* _Records shown_
• • •

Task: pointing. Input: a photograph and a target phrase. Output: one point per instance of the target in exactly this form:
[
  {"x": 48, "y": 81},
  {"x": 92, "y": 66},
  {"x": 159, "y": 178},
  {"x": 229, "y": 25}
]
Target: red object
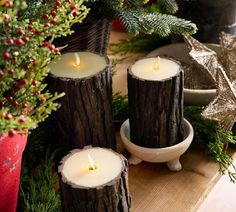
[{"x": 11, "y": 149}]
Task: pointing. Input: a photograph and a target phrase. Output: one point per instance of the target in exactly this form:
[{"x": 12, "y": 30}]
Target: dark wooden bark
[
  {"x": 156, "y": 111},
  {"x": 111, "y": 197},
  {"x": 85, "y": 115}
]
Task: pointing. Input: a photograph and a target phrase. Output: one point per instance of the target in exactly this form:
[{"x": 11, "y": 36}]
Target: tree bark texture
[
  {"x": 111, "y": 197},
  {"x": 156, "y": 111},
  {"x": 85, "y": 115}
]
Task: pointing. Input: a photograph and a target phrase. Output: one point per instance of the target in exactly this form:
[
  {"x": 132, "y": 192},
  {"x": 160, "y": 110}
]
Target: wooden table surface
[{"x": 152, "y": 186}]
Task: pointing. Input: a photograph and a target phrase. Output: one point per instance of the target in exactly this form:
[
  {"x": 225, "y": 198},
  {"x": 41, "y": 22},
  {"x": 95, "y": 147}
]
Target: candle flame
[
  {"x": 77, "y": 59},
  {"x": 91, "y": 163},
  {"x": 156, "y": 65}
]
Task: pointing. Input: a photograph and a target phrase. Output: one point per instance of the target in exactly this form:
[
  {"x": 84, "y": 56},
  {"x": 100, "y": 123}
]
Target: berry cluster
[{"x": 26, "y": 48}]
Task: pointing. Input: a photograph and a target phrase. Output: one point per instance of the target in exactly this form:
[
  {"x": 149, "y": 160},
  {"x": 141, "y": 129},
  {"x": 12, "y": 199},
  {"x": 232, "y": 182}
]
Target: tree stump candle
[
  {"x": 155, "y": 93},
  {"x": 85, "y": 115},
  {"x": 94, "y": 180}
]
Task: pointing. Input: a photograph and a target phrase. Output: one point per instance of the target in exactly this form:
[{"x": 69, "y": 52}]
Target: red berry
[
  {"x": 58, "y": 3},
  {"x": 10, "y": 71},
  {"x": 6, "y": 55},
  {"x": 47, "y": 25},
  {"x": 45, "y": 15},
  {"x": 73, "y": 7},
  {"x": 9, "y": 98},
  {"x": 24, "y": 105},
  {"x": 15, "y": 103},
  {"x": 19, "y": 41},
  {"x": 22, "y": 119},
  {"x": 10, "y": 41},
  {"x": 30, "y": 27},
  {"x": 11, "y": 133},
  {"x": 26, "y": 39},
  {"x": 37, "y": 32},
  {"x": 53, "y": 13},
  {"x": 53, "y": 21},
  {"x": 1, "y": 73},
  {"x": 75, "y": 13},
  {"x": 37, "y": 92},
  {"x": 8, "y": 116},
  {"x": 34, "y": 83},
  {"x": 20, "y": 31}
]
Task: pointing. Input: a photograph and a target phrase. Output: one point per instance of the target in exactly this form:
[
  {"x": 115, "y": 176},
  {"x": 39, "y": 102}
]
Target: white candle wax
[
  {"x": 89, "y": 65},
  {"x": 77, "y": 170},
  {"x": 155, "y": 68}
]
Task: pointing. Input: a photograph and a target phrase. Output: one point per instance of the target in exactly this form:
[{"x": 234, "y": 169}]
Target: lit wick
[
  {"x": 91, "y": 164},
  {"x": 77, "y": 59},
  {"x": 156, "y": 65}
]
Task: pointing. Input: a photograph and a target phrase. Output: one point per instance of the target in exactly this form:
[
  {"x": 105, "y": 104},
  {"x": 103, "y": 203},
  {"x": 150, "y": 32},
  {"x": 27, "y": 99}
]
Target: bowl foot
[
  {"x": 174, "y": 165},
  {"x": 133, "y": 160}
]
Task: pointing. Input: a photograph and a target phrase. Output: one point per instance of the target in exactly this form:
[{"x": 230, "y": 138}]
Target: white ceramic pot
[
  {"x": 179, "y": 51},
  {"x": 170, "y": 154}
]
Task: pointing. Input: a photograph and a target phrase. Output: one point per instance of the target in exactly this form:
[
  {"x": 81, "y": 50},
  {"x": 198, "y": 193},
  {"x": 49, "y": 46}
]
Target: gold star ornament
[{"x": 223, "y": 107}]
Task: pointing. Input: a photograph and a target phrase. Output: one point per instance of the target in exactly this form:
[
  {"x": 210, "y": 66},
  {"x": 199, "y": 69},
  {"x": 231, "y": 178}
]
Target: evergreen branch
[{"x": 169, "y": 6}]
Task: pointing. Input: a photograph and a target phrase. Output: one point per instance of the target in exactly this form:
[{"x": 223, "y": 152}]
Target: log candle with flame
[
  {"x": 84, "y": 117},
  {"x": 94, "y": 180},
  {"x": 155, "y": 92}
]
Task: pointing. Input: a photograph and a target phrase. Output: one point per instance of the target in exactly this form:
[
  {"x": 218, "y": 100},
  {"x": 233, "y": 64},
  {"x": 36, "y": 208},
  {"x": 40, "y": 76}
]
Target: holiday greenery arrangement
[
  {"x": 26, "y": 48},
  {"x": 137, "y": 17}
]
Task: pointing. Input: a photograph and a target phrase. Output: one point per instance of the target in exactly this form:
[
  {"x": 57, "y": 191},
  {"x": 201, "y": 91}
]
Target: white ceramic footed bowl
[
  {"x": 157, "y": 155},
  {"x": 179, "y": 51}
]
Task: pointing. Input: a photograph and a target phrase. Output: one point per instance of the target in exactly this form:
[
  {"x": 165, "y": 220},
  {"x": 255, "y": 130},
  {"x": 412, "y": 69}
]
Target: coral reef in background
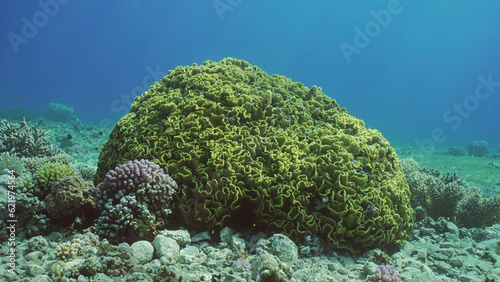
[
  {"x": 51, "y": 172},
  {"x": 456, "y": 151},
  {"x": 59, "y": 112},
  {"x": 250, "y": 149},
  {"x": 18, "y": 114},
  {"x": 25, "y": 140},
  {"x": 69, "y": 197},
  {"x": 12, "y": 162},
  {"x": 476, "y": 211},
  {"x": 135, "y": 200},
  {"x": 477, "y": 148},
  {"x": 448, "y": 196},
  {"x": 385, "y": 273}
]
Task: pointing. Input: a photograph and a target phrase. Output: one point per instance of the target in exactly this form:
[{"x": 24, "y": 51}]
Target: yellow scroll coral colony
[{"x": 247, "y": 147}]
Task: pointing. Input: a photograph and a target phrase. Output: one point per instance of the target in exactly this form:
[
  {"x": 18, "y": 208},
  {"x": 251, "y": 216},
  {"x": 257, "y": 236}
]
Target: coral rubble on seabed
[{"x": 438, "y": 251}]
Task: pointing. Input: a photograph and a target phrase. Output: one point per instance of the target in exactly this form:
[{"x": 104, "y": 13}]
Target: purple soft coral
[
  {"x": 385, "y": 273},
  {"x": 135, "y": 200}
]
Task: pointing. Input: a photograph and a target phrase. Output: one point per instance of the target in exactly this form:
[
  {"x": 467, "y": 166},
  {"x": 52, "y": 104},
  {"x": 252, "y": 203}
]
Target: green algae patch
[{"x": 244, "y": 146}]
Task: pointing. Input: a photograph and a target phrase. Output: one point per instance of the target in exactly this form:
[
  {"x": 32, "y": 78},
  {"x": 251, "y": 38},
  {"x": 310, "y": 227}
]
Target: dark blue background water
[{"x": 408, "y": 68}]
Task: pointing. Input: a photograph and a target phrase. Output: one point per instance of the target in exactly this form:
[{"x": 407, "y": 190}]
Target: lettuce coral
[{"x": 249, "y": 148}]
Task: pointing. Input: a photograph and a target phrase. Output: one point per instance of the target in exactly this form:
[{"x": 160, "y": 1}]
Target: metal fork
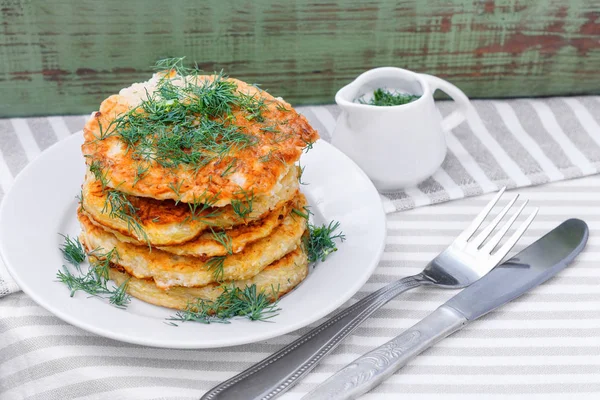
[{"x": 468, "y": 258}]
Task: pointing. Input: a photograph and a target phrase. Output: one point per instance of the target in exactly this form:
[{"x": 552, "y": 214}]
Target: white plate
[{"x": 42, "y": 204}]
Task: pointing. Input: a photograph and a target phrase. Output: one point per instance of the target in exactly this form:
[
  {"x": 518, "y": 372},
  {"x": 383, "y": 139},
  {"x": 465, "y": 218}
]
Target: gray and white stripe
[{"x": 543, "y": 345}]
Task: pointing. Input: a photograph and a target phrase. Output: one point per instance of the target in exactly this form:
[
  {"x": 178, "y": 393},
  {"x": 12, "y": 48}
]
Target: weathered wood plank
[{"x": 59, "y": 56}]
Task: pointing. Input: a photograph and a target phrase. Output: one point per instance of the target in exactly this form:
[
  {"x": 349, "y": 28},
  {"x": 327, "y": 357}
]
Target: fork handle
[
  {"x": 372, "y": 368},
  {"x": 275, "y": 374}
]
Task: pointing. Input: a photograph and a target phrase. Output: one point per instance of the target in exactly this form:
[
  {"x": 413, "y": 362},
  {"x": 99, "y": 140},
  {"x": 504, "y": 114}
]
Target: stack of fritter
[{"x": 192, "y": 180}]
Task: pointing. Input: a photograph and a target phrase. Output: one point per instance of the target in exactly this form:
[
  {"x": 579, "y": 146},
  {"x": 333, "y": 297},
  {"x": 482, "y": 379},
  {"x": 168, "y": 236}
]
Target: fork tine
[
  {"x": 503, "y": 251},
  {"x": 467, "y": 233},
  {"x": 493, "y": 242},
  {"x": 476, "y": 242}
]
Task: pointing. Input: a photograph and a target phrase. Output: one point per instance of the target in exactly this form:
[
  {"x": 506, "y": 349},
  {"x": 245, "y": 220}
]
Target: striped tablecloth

• • •

* _What is expected_
Pick out every line in the material that contains the word "white", and copy each of those lines in full.

* _Problem solution_
Target: white candle wax
Target: white ceramic pot
Target: white ceramic footed bowl
Target: white plate
Target: gray and white stripe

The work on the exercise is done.